=== Data for this exercise ===

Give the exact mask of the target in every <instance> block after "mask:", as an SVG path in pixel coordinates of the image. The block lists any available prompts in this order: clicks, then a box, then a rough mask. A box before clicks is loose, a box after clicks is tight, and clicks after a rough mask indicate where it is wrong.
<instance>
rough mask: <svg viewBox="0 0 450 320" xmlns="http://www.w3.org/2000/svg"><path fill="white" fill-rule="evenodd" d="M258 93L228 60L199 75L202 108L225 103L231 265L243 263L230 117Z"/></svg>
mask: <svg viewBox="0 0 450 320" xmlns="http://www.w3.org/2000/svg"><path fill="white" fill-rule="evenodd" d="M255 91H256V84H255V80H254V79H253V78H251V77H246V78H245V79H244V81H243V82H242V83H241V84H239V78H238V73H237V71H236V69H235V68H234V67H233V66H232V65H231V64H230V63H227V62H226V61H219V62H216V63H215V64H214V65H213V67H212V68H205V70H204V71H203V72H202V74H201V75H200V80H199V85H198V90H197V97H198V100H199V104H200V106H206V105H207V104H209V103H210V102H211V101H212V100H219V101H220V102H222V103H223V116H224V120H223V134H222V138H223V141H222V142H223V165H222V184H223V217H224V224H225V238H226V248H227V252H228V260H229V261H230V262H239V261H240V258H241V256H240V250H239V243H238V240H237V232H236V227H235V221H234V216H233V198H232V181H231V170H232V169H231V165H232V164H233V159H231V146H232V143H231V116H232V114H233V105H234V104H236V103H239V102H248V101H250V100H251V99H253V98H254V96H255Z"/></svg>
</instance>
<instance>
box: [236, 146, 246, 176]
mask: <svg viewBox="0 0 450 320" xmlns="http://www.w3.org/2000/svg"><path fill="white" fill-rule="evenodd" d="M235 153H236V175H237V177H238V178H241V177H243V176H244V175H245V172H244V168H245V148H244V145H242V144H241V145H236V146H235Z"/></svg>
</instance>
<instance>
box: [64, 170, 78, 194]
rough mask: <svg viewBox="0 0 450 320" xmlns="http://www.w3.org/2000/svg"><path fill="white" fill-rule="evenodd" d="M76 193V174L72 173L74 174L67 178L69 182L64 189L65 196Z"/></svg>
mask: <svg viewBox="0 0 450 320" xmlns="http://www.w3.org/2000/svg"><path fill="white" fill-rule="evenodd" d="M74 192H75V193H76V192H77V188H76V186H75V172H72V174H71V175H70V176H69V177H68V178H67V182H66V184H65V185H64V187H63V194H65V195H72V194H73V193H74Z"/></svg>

===

§ **Activity**
Retype all of the entries exactly, please.

§ **Result of this task**
Give the exact mask of the target in every <instance> block after "mask:", as an SVG path in pixel coordinates of the image. The block lists any available prompts in this order: clicks, then a box, then a rough mask. A box before clicks is loose, a box after clicks is tight, and clicks after a rough mask indicate where it is wrong.
<instance>
rough mask: <svg viewBox="0 0 450 320" xmlns="http://www.w3.org/2000/svg"><path fill="white" fill-rule="evenodd" d="M258 93L228 60L199 75L202 108L225 103L231 265L243 263L230 117Z"/></svg>
mask: <svg viewBox="0 0 450 320" xmlns="http://www.w3.org/2000/svg"><path fill="white" fill-rule="evenodd" d="M255 91H256V84H255V80H254V79H253V78H251V77H246V78H245V79H244V81H243V82H242V83H241V84H239V78H238V73H237V71H236V69H235V68H234V67H233V66H232V65H231V64H230V63H227V62H226V61H219V62H216V63H215V64H214V65H213V67H212V68H205V70H204V71H203V72H202V74H201V75H200V80H199V85H198V90H197V97H198V100H199V104H200V106H206V105H207V104H209V103H210V102H211V101H212V100H219V101H220V102H222V103H223V116H224V120H223V134H222V138H223V141H222V142H223V165H222V184H223V217H224V224H225V238H226V248H227V252H228V260H229V261H230V262H239V261H240V258H241V256H240V250H239V243H238V240H237V232H236V227H235V221H234V216H233V198H232V181H231V170H232V169H231V165H232V164H233V159H231V146H232V143H231V116H232V114H233V105H234V104H236V103H239V102H248V101H250V100H251V99H253V98H254V96H255Z"/></svg>
</instance>
<instance>
box: [236, 146, 246, 176]
mask: <svg viewBox="0 0 450 320" xmlns="http://www.w3.org/2000/svg"><path fill="white" fill-rule="evenodd" d="M235 153H236V175H237V177H238V178H241V177H243V176H244V175H245V172H244V168H245V148H244V145H242V144H241V145H236V146H235Z"/></svg>
</instance>
<instance>
box: [64, 170, 78, 194]
rough mask: <svg viewBox="0 0 450 320" xmlns="http://www.w3.org/2000/svg"><path fill="white" fill-rule="evenodd" d="M76 193V174L72 173L74 174L67 178L69 182L64 189L65 196Z"/></svg>
mask: <svg viewBox="0 0 450 320" xmlns="http://www.w3.org/2000/svg"><path fill="white" fill-rule="evenodd" d="M74 192H75V193H76V192H77V188H76V186H75V172H72V174H71V175H70V176H69V177H68V178H67V182H66V184H65V185H64V187H63V194H65V195H72V194H73V193H74Z"/></svg>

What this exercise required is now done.